THE PROBLEM: Print the entries below word for word; the pictures stay out of your copy.
[SUPPLIED DATA Boundary: Start]
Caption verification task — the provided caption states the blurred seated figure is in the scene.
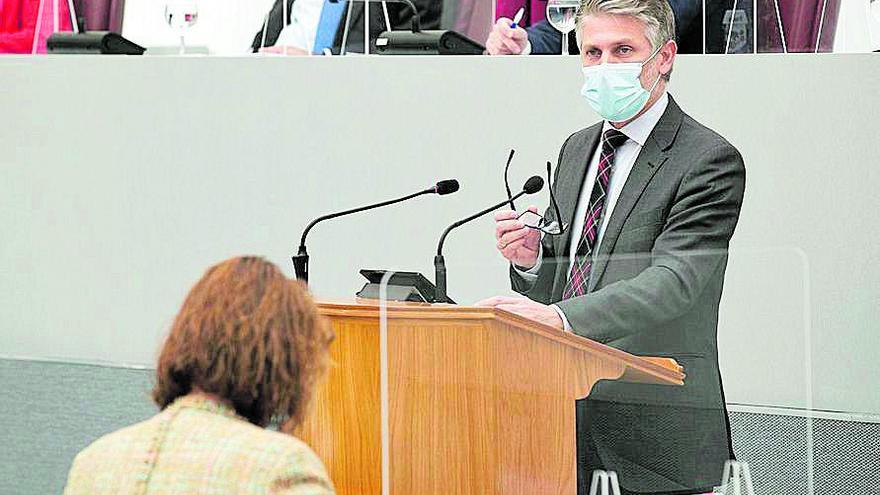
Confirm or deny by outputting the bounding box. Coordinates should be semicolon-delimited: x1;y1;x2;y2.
251;0;442;54
496;0;546;25
63;256;336;495
486;0;702;55
0;0;72;53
[SUPPLIED DATA Boundary: End]
SOLUTION TO THIS PROBLEM:
Caption verification task — the provided caption states the blurred seated figure is in the scene.
Confirm or deny by outputting the bounding box. Coordinates should be semicolon-delimited: x1;y1;x2;y2.
251;0;442;54
496;0;546;25
63;256;336;495
486;0;702;55
0;0;72;53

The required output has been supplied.